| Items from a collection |
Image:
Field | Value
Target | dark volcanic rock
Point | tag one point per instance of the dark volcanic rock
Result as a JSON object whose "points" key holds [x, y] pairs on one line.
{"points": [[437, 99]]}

| EXERCISE INSTRUCTIONS |
Lay out every item above as a two-column CSV with the headers item_text and answer, one row per item. Put each value in a single quoted field and replace any line breaks with spaces.

| ANSWER TO THE TASK |
item_text,answer
"Image: Field | Value Target | dark volcanic rock Point | tag one point per instance of the dark volcanic rock Result as a JSON object whose ""points"" key holds [x, y] pairs on one line.","{""points"": [[437, 99]]}"